→ **READING TEXT**:

———

Not only does this tell us that stress is currently extremely prevalent in the UK, but that the severity of the issue in terms of the long-term impact it can have on a person’s health is an extremely pertinent problem that must be dealt with swiftly and effectively. To help with this, Stress Awareness Month will be running throughout April 2020, giving health care professionals the opportunity to increase public awareness about the possible causes and cures.
If you’d like to participate in the fight against the stress epidemic that is taking hold of the UK there are a number of ways you can help during April and beyond. For starters, just be there for your patients – talk about stress and the associated emotional and psychological effects. This can have a positive impact as it helps to reduce the stigma surrounding the issue, not to mention that listening can be a powerful healer. You can also encourage self-care and educate patients on the importance of exercising, eating well and oral hygiene.
After all, patients can experience a number of oral health issues as a result of stress so it’s important that you help them to understand ways in which they can prevent these risks occurring. One of the most common problems is bruxism, with the Bruxism Association suggesting that approximately 70% of sleep bruxers cite stress and anxiety as the cause of their nocturnal grinding.[ii] Bruxism is highly damaging to teeth, and many who live with the condition will need to eventually have extensive restorative work done if they do not kick the response by identifying its cause. Stress can also lead to periodontal disease,[iii] as well as cause hyposalivation and oral dryness.[iv] That’s why the right support, hygiene advice and oral health tools are essential.

———

→ **DATA PROVIDED**:

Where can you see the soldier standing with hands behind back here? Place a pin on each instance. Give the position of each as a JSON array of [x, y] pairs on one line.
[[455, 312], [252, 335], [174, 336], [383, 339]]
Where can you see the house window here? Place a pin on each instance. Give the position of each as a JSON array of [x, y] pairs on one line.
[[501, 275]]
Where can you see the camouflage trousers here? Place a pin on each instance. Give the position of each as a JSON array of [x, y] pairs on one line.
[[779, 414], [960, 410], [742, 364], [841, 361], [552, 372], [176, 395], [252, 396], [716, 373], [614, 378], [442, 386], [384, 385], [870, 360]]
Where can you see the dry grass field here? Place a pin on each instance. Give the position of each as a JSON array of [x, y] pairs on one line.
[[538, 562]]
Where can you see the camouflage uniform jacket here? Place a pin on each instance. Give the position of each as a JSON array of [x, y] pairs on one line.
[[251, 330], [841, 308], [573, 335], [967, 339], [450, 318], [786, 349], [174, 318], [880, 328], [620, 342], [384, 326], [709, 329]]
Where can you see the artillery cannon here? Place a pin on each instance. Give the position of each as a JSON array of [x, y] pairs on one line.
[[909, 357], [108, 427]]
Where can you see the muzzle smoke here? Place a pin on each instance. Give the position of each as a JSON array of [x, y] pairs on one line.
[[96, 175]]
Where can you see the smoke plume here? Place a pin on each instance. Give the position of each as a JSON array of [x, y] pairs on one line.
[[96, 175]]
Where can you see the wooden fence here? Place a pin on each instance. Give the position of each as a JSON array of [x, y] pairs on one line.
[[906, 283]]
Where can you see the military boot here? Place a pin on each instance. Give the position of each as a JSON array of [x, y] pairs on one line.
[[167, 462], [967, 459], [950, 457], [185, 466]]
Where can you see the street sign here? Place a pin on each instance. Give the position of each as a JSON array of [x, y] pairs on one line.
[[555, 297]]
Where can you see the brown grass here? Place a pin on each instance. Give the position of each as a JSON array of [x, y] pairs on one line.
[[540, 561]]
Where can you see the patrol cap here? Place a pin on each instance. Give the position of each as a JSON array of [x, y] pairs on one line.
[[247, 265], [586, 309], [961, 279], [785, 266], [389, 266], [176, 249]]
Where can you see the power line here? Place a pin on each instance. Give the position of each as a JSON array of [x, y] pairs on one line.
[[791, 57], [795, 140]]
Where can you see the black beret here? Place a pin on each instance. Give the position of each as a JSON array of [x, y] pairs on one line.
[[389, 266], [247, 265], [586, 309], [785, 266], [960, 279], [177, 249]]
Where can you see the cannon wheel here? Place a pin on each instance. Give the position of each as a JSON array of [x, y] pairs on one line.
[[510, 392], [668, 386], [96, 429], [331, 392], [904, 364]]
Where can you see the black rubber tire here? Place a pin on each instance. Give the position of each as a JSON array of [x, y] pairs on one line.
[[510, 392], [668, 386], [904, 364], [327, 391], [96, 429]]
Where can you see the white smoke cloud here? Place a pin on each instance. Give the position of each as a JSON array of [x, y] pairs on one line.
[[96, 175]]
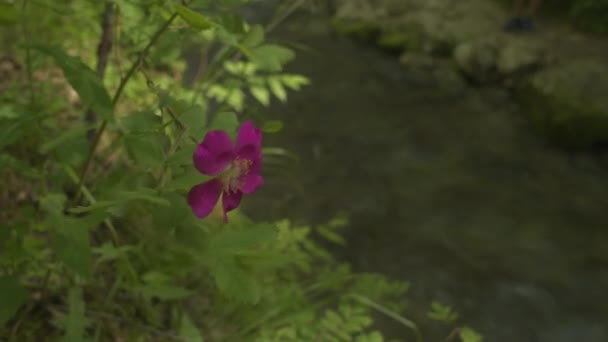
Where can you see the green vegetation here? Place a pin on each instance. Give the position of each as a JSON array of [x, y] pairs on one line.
[[97, 241]]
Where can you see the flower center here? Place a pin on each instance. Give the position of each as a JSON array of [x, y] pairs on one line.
[[232, 176]]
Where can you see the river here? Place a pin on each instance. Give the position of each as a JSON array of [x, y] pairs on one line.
[[447, 187]]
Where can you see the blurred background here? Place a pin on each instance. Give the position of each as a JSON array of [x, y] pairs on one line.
[[464, 142], [469, 159]]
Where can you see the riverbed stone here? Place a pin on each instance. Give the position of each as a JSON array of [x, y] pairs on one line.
[[568, 102]]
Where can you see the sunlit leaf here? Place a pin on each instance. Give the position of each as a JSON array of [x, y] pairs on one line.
[[188, 330], [270, 57], [261, 94], [76, 321], [277, 89], [194, 19], [225, 121], [254, 37], [234, 282], [294, 82], [8, 14], [12, 296], [272, 126]]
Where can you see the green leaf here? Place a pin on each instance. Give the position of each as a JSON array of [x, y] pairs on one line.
[[143, 194], [109, 252], [194, 119], [8, 14], [140, 122], [12, 296], [225, 121], [72, 246], [270, 57], [146, 148], [254, 37], [164, 291], [261, 94], [442, 313], [185, 180], [331, 236], [277, 89], [67, 137], [188, 331], [467, 334], [194, 19], [230, 241], [84, 80], [294, 82], [76, 321], [234, 282], [272, 126]]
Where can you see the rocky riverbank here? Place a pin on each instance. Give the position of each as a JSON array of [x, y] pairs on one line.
[[558, 76]]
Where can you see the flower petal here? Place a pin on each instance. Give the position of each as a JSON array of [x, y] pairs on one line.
[[251, 182], [202, 198], [214, 153], [230, 201], [249, 141]]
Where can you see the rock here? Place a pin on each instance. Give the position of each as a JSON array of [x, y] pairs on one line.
[[499, 57], [568, 102], [477, 60], [358, 19], [520, 55]]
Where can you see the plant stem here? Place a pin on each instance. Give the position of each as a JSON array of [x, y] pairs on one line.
[[103, 51], [115, 99]]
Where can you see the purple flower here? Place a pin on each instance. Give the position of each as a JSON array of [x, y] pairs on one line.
[[236, 169]]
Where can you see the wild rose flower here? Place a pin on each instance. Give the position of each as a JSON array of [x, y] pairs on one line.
[[236, 169]]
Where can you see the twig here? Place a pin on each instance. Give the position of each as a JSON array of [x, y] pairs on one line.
[[103, 51], [115, 99]]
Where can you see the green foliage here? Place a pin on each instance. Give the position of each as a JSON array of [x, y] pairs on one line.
[[102, 235], [591, 15]]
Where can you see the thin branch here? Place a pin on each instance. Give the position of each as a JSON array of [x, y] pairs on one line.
[[103, 52]]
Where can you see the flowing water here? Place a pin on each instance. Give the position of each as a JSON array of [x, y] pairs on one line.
[[446, 187]]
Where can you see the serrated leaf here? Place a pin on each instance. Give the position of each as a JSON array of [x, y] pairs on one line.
[[109, 252], [143, 194], [225, 121], [272, 126], [271, 57], [277, 89], [83, 79], [261, 94], [8, 14], [234, 282], [76, 321], [233, 240], [72, 246], [67, 137], [294, 82], [194, 19], [254, 37], [233, 23], [12, 296], [194, 119], [185, 180], [467, 334], [165, 291]]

———

→ **TASK TO COMPLETE**:
Please copy word for word the stretch of the text on stress and oral health from "If you’d like" through "and oral hygiene.".

→ **RESPONSE TO THE TASK**:
If you’d like to participate in the fight against the stress epidemic that is taking hold of the UK there are a number of ways you can help during April and beyond. For starters, just be there for your patients – talk about stress and the associated emotional and psychological effects. This can have a positive impact as it helps to reduce the stigma surrounding the issue, not to mention that listening can be a powerful healer. You can also encourage self-care and educate patients on the importance of exercising, eating well and oral hygiene.